Raw records
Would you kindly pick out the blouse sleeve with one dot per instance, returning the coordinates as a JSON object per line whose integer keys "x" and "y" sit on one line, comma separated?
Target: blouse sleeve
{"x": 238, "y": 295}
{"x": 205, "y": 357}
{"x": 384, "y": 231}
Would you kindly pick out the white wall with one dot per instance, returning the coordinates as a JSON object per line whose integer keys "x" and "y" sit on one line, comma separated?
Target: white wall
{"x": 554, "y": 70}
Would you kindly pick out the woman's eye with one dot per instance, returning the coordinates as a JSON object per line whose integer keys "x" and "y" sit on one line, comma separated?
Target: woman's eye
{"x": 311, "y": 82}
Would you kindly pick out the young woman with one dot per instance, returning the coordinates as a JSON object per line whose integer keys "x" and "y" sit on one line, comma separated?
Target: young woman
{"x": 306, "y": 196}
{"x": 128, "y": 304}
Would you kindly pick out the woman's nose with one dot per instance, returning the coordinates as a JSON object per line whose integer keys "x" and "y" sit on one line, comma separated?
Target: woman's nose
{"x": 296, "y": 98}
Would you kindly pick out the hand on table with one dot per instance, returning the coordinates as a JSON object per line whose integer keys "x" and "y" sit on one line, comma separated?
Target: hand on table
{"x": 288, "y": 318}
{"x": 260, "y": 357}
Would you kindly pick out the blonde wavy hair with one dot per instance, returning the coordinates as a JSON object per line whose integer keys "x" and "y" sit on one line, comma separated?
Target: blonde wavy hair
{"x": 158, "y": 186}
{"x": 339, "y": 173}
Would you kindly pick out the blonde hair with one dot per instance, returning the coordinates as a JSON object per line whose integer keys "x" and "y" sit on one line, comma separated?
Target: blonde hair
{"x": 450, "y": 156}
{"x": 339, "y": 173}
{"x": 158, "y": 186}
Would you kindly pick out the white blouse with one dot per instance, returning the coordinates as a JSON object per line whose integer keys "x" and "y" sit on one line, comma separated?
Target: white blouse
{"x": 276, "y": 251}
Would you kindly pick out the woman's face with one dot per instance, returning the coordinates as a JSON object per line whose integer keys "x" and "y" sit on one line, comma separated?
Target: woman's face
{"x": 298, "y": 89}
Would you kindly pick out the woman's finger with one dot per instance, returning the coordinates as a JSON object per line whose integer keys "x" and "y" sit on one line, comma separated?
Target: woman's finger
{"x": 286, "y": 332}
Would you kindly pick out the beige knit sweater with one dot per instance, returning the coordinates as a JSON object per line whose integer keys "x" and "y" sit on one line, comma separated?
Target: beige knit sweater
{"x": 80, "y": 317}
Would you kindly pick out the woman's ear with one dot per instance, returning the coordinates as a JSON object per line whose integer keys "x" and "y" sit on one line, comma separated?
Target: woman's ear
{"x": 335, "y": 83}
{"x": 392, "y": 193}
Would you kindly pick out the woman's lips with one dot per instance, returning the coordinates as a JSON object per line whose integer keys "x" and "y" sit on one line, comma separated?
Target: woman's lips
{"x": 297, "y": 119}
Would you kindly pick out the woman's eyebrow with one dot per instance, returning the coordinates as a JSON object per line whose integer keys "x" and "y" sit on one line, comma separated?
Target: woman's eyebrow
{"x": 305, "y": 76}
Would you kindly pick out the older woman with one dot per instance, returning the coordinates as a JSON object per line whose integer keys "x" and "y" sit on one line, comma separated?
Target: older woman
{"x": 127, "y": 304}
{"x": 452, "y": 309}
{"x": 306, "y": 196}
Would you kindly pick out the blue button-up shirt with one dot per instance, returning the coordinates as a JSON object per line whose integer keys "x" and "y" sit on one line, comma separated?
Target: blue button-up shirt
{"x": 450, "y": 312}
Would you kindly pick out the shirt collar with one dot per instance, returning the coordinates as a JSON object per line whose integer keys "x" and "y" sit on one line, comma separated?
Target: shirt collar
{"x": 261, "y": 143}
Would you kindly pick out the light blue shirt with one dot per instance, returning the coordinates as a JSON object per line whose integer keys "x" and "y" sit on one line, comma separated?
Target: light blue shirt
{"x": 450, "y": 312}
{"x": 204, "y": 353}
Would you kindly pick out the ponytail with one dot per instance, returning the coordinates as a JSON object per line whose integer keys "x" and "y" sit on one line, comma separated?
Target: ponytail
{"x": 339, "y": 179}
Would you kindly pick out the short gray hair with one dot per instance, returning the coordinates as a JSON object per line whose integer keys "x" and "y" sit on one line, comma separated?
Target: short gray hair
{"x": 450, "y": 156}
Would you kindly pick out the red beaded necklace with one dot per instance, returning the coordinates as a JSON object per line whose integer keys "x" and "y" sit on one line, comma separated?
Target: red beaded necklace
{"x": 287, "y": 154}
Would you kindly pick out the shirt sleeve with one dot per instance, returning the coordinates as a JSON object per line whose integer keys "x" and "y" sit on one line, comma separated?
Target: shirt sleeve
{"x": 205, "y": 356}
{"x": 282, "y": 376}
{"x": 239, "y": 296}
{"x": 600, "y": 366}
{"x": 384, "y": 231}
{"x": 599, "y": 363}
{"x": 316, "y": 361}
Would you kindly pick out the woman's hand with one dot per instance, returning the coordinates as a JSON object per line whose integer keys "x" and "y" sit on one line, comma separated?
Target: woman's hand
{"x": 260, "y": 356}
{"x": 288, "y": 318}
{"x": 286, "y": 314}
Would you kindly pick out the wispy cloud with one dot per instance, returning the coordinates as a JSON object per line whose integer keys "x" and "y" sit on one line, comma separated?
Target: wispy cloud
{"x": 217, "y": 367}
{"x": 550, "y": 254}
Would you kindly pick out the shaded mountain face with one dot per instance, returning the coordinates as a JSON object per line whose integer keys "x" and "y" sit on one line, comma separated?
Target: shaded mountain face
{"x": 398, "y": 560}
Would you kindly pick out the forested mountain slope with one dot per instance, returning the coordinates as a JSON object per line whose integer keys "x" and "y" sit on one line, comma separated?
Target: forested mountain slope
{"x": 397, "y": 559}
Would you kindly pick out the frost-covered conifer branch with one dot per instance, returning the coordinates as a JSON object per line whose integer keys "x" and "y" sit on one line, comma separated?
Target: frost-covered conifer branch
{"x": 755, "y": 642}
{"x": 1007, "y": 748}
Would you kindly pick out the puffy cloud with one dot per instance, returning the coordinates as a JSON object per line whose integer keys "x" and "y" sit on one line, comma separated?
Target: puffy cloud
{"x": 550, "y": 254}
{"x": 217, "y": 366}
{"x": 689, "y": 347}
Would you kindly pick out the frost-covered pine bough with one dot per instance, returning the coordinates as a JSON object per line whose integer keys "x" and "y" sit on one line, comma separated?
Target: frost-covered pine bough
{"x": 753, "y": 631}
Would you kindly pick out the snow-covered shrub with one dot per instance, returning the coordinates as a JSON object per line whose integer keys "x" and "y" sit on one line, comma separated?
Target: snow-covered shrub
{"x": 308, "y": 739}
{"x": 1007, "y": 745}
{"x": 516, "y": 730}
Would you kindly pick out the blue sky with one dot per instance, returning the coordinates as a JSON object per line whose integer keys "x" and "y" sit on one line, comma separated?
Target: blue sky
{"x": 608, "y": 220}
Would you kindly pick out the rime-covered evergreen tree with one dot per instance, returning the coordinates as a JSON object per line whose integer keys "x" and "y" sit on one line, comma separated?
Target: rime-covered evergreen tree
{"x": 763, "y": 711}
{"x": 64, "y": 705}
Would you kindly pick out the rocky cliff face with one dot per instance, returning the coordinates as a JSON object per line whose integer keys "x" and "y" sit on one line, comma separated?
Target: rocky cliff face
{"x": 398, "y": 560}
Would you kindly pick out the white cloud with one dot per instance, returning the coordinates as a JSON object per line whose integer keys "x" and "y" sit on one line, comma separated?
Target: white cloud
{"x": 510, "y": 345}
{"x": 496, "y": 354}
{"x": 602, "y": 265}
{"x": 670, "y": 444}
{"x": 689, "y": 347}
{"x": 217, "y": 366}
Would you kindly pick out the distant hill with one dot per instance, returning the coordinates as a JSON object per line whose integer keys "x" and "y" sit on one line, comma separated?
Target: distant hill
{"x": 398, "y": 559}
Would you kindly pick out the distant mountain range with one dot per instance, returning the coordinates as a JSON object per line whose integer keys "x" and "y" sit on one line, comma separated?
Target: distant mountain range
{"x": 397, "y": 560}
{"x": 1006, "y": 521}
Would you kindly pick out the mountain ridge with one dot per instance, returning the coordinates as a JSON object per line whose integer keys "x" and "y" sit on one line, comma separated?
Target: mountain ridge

Goal of the exercise
Please rewrite the records from the line that contains "Would you kindly pick out the white cloud" through the end of the records, replacing "distant" with "faraway" and changing nothing else.

Task solution
Would you kindly pick out the white cloud with one dot per instance, returning the coordinates as a JSON object per line whose integer keys "x" and "y" sit on one line, comma separated?
Target: white cloud
{"x": 510, "y": 345}
{"x": 496, "y": 354}
{"x": 602, "y": 265}
{"x": 670, "y": 444}
{"x": 689, "y": 347}
{"x": 217, "y": 366}
Would you kindly pick out the faraway hill with one dot per instance, returning the coordinates as a JSON object per line whose integer keys "x" and "y" sit on one line, comma separated?
Target: faraway hill
{"x": 398, "y": 559}
Would you kindly pick out the faraway mountain range with one dot per instance, returning the coordinates as a JSON object per line whose integer keys "x" and "y" sit on one line, comma separated?
Target: faraway mountain range
{"x": 397, "y": 560}
{"x": 1006, "y": 521}
Would you kindly pick out the mountain ridge with one dot per instance, returning the coordinates as a JSON object per line whose integer keys "x" and "y" sit on one line, comma separated?
Target: mountain ridge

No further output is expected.